> **Stated goal**
How many lines of the records contain the word "edges"? Case counts, and give only the number.

> **Records**
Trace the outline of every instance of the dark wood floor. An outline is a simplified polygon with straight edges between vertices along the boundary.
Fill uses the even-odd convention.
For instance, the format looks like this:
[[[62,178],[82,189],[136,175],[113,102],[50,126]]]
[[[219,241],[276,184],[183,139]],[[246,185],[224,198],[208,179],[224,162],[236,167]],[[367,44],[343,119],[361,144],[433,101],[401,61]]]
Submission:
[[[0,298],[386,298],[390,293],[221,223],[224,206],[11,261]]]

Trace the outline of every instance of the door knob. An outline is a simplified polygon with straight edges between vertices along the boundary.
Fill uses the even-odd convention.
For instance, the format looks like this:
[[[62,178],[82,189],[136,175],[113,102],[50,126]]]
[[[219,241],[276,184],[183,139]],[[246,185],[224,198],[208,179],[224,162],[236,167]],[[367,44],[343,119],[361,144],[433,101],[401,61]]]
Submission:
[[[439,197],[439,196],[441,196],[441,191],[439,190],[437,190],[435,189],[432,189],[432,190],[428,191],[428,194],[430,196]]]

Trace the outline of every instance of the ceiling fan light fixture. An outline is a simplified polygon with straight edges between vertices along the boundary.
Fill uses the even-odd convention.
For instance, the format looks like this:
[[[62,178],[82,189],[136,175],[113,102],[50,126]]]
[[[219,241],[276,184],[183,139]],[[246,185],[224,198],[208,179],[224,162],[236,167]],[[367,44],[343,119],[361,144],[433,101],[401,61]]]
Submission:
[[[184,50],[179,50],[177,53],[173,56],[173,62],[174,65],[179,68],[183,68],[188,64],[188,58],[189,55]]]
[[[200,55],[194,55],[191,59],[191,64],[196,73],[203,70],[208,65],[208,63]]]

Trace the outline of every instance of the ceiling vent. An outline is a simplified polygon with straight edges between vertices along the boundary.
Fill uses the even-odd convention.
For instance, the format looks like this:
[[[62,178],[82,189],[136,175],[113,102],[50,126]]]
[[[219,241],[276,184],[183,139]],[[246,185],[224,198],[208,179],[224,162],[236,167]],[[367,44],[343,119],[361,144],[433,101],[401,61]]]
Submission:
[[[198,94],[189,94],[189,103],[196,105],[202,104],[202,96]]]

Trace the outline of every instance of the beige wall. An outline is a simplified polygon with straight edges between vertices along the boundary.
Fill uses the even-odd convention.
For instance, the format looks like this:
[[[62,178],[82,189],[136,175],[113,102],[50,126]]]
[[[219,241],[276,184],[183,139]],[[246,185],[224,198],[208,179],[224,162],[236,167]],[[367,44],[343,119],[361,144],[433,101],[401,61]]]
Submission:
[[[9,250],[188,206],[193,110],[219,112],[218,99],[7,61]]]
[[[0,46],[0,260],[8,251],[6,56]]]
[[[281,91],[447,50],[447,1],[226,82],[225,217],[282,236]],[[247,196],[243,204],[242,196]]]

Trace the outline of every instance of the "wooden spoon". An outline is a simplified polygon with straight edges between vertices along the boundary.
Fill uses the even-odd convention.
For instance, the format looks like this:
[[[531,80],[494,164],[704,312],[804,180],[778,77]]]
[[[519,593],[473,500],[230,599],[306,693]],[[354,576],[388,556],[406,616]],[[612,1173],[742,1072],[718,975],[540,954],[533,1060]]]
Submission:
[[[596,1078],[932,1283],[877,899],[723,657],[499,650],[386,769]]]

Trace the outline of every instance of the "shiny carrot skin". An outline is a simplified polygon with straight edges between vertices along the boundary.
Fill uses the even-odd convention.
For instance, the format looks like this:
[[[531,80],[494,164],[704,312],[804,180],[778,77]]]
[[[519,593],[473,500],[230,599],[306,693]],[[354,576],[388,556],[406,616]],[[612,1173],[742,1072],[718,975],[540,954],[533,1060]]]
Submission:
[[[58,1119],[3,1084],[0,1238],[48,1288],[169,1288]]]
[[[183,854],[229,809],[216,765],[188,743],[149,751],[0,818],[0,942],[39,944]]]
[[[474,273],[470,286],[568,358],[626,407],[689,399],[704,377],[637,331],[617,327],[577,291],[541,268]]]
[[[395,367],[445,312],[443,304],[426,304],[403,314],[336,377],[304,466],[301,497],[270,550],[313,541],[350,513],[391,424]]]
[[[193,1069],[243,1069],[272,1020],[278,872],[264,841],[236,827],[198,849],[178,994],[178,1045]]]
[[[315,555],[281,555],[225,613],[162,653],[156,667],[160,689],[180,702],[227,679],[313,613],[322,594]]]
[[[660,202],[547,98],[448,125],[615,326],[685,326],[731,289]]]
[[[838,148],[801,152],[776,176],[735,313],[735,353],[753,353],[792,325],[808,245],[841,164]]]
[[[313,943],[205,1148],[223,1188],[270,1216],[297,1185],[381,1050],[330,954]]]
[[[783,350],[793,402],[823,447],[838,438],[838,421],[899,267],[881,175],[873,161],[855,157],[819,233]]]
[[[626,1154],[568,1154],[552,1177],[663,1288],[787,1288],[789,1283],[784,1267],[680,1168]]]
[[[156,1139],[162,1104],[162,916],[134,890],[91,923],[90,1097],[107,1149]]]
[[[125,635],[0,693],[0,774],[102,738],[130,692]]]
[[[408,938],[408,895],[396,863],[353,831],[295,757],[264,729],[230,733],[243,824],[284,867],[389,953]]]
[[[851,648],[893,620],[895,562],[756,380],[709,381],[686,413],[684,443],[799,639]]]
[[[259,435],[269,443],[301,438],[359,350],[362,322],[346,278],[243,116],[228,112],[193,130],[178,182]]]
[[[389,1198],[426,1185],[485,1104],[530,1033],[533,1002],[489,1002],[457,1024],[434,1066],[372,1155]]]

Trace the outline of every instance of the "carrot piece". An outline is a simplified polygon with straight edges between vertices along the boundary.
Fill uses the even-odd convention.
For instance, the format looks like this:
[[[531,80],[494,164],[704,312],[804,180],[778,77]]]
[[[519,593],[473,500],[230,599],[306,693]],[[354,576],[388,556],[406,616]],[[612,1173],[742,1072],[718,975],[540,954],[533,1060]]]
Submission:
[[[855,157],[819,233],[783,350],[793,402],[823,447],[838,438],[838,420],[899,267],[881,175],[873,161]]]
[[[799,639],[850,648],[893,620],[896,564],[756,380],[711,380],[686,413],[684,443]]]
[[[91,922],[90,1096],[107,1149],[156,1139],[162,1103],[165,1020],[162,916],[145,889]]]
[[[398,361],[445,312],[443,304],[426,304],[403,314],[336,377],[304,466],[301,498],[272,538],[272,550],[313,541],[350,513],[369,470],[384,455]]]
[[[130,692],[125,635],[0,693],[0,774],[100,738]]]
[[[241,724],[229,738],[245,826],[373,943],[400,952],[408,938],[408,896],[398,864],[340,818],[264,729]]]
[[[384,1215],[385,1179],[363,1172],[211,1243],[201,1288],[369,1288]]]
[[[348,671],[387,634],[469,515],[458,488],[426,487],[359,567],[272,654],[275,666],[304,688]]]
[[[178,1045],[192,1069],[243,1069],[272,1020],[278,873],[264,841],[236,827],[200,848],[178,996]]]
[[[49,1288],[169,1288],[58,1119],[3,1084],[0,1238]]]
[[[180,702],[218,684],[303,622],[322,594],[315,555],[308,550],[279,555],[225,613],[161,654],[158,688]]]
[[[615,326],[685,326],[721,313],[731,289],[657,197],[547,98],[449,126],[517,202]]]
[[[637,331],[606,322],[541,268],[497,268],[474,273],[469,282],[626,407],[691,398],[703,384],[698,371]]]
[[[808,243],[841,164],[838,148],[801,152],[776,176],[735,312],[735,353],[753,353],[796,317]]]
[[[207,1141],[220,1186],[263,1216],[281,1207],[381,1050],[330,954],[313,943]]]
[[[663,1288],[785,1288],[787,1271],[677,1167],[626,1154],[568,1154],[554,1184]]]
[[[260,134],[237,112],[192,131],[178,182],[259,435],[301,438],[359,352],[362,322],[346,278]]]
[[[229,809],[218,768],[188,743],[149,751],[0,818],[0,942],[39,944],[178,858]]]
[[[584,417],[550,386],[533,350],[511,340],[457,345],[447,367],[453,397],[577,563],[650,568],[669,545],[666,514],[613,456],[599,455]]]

> **Task response**
8